The exercise:
Produce the listing below again, exactly as shown.

(Coordinate labeling data)

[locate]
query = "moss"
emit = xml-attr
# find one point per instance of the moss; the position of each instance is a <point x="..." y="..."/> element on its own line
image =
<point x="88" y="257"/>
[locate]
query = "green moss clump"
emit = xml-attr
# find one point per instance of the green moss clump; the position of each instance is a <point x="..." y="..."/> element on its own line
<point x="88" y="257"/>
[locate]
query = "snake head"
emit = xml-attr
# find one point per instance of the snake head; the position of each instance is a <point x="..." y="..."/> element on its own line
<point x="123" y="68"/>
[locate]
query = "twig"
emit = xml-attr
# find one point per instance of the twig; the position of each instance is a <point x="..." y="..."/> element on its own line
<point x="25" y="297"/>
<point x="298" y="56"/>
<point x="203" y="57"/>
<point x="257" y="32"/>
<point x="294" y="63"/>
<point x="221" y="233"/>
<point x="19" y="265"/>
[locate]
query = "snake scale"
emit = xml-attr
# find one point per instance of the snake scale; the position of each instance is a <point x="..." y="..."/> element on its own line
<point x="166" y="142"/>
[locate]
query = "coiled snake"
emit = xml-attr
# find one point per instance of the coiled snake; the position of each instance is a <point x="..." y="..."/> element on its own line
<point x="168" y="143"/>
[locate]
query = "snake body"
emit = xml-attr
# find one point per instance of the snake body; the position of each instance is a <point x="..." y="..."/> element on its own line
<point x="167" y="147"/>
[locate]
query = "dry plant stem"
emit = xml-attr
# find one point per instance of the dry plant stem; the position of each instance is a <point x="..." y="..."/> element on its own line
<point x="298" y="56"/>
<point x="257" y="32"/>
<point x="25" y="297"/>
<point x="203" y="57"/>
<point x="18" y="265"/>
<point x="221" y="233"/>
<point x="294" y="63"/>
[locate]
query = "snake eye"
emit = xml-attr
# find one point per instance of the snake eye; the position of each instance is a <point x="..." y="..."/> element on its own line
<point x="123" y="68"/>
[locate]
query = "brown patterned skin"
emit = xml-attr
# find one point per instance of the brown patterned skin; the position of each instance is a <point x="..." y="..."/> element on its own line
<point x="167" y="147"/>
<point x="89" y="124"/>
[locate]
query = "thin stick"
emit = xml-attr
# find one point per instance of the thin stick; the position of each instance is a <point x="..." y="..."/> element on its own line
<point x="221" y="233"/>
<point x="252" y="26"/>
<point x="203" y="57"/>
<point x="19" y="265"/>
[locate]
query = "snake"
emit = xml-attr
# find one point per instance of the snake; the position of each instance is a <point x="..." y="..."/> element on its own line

Exercise result:
[locate]
query = "moss"
emit = xml-attr
# find one point per instance of the moss; the position of each instance is a <point x="..." y="..."/> element on its own line
image =
<point x="88" y="257"/>
[locate]
query = "green moss clump"
emit = xml-attr
# find one point per instance of the green moss clump; the position of each instance is a <point x="..." y="..."/> element on its own line
<point x="88" y="257"/>
[locate]
query = "snake head"
emit = xml-attr
# find one point per instance of the snake head; the position of each instance is a <point x="..." y="..."/> element on its own line
<point x="123" y="68"/>
[locate]
query = "twig"
emit = xml-attr
# find one point per instance of the twig; the position of each instance is a <point x="..." y="..."/> element on its own line
<point x="25" y="297"/>
<point x="298" y="56"/>
<point x="203" y="57"/>
<point x="257" y="32"/>
<point x="294" y="63"/>
<point x="221" y="233"/>
<point x="19" y="265"/>
[locate]
query = "snake scale"
emit = xml-attr
# find one point per instance of the snake scale; the position of each instance is a <point x="..." y="..."/> element on its own line
<point x="166" y="142"/>
[locate]
query = "coiled snake"
emit = xml-attr
# find one point per instance of the coiled snake; the position of each instance is a <point x="..." y="..."/> element on its own line
<point x="168" y="143"/>
[locate]
query = "snake body"
emit = xml-attr
# find one point per instance of the snake body; the position of each instance is a <point x="..." y="..."/> element on its own line
<point x="167" y="147"/>
[locate]
query = "dry plant stem"
emit = xml-attr
# find one point per instance of the dry plant stem; the position of each instance is a <point x="..." y="..."/> element on its own line
<point x="298" y="56"/>
<point x="257" y="32"/>
<point x="25" y="297"/>
<point x="203" y="57"/>
<point x="18" y="265"/>
<point x="221" y="233"/>
<point x="294" y="63"/>
[locate]
query = "snake eye"
emit = xml-attr
# find one point per instance of the snake eye; the position of each instance is a <point x="..." y="..."/> element on its own line
<point x="123" y="68"/>
[locate]
query = "brown patterned skin"
emit = xml-attr
# find one point per instance of the brown patterned skin; the position of each instance is a <point x="..." y="..."/> element on its own line
<point x="167" y="147"/>
<point x="89" y="124"/>
[locate]
query = "thin stick"
emit = xml-attr
# find one point per instance of the thin stick; the position of each instance is a <point x="..." y="..."/> element on its own line
<point x="221" y="233"/>
<point x="252" y="26"/>
<point x="203" y="57"/>
<point x="19" y="265"/>
[locate]
query = "snake"
emit = xml-attr
# find one point per instance of the snake; the position of each instance is a <point x="..." y="..."/> element on its own line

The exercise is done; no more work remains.